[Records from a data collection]
--- begin ---
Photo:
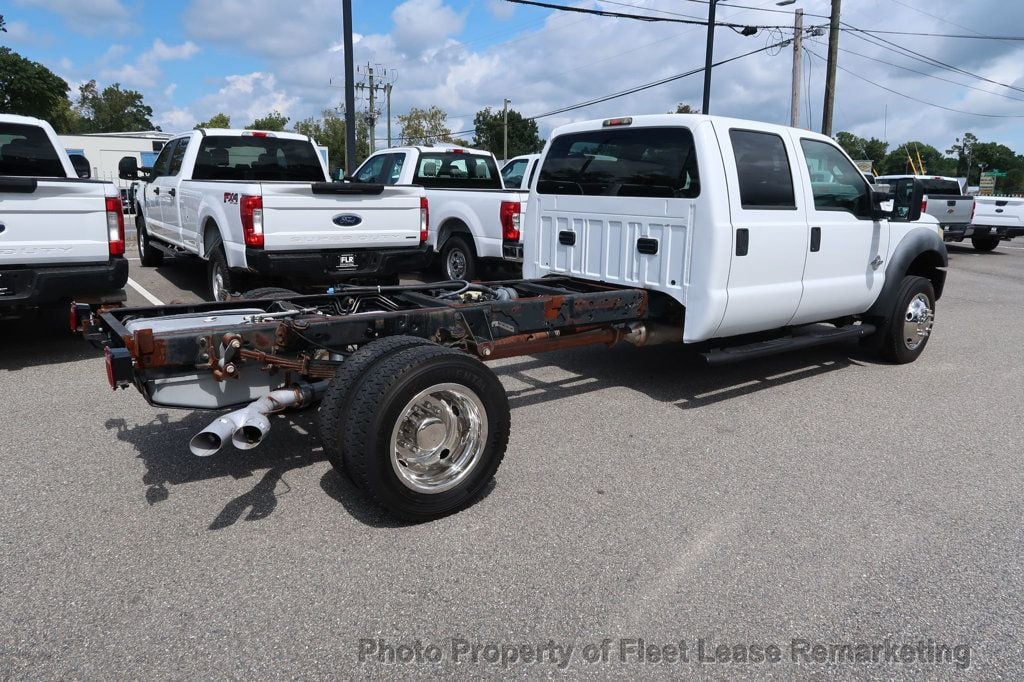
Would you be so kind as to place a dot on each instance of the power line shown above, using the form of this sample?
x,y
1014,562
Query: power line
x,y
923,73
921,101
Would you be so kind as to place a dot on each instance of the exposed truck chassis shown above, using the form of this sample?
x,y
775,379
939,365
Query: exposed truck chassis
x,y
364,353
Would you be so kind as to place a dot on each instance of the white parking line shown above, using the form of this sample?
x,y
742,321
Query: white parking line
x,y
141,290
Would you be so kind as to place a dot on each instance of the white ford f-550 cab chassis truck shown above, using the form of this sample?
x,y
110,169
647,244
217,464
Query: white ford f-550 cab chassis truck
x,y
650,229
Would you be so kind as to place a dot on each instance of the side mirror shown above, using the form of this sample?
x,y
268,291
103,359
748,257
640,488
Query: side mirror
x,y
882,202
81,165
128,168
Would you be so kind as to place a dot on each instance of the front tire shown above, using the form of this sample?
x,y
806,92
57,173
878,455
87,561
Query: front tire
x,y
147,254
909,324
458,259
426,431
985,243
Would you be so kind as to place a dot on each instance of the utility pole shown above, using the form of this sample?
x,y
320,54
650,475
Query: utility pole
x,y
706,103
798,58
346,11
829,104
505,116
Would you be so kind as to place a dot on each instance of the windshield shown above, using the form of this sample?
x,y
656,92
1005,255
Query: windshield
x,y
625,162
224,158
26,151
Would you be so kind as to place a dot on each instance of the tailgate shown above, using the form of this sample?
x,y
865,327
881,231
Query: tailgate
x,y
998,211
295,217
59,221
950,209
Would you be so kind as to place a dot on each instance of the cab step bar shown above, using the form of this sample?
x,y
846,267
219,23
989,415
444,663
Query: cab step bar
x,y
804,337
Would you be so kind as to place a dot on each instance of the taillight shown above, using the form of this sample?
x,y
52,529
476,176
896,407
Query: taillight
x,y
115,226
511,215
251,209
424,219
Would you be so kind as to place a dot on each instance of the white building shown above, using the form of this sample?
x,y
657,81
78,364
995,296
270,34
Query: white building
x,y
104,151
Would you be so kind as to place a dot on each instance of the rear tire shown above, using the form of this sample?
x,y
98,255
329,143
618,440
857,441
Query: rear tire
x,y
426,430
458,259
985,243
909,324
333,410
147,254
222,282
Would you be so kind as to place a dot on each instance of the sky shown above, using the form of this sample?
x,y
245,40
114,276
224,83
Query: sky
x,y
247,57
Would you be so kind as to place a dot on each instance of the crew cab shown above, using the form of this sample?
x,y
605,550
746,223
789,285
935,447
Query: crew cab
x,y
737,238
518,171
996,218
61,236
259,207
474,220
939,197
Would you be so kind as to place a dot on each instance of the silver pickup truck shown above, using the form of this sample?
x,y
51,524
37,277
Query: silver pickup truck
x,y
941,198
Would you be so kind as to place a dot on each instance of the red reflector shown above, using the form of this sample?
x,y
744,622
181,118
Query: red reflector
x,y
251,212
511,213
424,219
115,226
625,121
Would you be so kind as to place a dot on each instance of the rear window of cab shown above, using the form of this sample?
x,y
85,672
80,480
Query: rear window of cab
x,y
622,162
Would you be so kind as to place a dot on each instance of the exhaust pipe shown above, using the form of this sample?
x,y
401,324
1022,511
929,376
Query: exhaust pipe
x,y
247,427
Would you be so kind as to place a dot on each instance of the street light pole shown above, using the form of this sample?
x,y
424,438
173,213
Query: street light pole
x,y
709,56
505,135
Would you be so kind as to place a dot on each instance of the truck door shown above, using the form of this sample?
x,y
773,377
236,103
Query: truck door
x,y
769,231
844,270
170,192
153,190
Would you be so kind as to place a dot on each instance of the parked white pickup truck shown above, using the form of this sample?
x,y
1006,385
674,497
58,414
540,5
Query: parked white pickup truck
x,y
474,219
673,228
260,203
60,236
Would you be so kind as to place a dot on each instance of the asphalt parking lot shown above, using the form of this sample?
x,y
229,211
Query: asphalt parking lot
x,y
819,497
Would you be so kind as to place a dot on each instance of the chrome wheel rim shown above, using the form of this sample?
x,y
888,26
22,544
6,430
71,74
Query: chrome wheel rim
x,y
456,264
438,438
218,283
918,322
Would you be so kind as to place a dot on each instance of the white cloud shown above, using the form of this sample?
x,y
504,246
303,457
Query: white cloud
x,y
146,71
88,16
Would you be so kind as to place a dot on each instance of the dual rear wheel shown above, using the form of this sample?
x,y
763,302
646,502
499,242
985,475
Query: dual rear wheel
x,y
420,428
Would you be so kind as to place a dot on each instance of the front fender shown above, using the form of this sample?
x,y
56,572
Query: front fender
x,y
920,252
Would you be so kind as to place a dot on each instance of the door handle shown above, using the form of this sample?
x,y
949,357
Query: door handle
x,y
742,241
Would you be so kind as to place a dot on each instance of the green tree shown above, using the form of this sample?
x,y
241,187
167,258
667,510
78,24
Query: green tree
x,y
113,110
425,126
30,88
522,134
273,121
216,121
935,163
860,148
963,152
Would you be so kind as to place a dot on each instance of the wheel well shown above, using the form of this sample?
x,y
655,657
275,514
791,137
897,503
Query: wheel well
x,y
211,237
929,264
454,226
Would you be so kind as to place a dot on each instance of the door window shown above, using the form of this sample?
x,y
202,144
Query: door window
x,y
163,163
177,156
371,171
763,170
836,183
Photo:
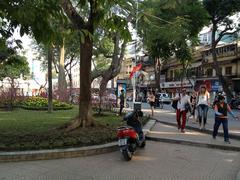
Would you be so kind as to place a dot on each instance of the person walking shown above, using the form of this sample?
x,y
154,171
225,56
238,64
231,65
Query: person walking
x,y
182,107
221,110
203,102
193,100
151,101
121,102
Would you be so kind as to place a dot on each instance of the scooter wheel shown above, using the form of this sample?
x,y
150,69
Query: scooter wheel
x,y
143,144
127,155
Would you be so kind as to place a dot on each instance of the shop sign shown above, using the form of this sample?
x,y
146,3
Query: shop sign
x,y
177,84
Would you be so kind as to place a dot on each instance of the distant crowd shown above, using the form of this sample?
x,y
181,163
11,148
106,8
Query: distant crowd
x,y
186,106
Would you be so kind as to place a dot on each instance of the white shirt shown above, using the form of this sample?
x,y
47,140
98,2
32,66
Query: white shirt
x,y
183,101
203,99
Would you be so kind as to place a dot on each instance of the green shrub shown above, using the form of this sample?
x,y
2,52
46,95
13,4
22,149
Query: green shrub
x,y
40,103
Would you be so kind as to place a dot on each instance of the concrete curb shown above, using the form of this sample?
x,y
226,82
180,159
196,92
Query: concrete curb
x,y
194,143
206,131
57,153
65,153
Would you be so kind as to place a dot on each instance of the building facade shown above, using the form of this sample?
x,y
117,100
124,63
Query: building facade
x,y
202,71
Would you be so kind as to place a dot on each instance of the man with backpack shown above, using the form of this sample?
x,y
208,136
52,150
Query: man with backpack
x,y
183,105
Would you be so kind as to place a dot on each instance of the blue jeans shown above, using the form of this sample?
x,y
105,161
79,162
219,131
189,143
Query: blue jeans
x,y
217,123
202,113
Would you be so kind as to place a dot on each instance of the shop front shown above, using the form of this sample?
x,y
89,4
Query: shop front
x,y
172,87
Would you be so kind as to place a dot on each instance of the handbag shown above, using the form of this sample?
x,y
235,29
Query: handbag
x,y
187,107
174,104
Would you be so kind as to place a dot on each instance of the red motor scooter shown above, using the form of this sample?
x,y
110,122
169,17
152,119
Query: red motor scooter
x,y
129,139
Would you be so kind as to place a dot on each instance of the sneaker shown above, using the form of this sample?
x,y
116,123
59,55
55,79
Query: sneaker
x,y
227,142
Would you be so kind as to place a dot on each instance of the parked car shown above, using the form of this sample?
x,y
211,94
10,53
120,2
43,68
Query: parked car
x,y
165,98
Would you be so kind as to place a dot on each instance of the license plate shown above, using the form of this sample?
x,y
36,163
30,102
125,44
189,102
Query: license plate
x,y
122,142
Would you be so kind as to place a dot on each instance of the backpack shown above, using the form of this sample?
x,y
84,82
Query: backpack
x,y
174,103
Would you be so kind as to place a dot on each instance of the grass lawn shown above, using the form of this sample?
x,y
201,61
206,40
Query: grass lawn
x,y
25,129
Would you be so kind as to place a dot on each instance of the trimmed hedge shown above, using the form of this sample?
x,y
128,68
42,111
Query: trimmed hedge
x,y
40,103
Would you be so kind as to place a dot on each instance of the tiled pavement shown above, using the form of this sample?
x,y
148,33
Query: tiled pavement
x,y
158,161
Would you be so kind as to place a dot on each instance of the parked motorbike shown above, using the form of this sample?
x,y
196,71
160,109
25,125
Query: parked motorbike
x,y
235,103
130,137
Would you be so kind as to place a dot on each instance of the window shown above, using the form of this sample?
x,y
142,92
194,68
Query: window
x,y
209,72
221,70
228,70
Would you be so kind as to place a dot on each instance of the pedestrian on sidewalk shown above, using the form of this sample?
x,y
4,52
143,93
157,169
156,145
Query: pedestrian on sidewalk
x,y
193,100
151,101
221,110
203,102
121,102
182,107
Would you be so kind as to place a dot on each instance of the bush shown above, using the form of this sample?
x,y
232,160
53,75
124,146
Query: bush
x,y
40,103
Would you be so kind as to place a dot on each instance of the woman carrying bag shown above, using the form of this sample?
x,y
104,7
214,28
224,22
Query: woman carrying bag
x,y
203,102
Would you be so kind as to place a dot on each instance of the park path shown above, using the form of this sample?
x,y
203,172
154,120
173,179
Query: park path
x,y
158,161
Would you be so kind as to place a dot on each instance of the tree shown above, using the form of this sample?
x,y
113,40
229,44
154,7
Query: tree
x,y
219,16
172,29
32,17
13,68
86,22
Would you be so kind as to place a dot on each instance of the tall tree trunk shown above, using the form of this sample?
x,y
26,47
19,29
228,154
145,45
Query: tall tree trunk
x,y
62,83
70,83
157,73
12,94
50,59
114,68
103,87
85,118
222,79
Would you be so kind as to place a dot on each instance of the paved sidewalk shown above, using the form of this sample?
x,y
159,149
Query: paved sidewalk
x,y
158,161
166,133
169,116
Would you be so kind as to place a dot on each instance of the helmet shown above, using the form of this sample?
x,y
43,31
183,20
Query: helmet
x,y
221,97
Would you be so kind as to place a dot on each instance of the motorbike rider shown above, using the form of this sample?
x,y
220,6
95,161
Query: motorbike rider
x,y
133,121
--- end ---
--- begin ---
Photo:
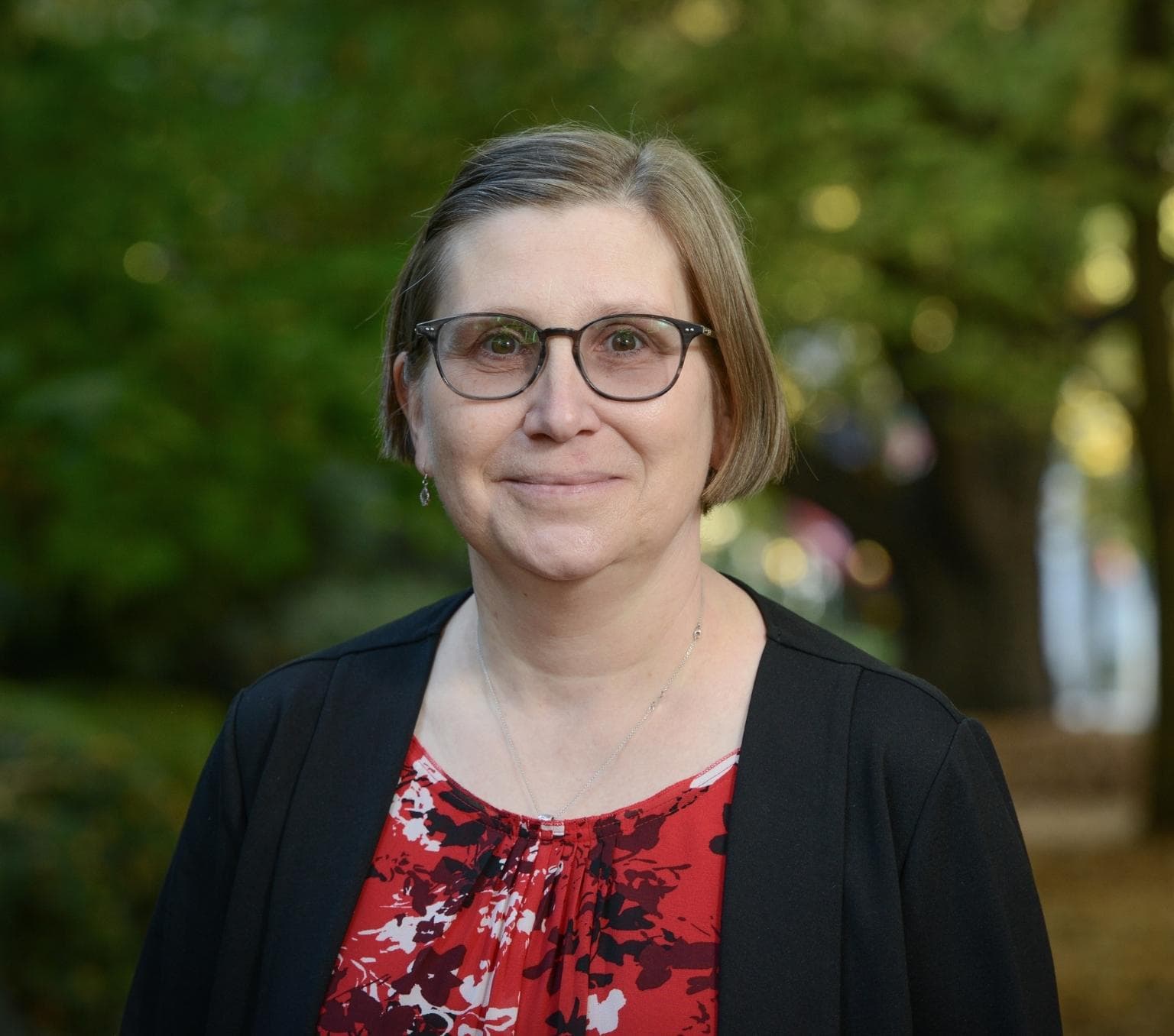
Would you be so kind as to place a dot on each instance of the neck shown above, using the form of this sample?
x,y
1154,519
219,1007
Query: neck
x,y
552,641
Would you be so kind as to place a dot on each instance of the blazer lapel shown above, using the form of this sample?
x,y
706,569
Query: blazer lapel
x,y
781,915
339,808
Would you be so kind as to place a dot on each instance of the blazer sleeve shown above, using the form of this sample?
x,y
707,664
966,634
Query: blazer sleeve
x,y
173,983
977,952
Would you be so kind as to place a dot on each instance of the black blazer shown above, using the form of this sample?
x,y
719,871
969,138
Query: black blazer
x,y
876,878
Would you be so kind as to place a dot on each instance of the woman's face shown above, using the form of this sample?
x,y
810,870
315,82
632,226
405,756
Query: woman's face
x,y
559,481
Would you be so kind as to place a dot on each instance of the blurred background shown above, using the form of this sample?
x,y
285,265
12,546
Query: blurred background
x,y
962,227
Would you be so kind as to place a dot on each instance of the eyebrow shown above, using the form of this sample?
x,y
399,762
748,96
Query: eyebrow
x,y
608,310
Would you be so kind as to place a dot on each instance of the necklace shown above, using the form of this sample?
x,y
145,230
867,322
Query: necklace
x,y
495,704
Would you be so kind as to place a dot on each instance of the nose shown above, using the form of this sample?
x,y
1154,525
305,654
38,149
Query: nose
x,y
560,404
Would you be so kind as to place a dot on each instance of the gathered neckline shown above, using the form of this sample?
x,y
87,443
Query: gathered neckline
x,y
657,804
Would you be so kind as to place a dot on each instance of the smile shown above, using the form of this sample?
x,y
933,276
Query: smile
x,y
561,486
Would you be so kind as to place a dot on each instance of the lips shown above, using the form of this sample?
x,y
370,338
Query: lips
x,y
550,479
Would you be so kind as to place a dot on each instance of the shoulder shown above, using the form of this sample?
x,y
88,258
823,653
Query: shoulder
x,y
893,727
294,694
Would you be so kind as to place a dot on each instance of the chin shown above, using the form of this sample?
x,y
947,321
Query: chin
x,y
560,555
--- end ---
Find each line of the listing above that contains the word "backpack" and copy those lines. Treat uppercase and lowercase as different.

SOLUTION FOR THIS PROBLEM:
Would you be so kind as to place a dot on each instance of the man with backpack shown above, using the form of this sample?
Query: man with backpack
Would you be so kind as to place a dot on each instance of the backpack shown above, using the form of this sample?
Query: backpack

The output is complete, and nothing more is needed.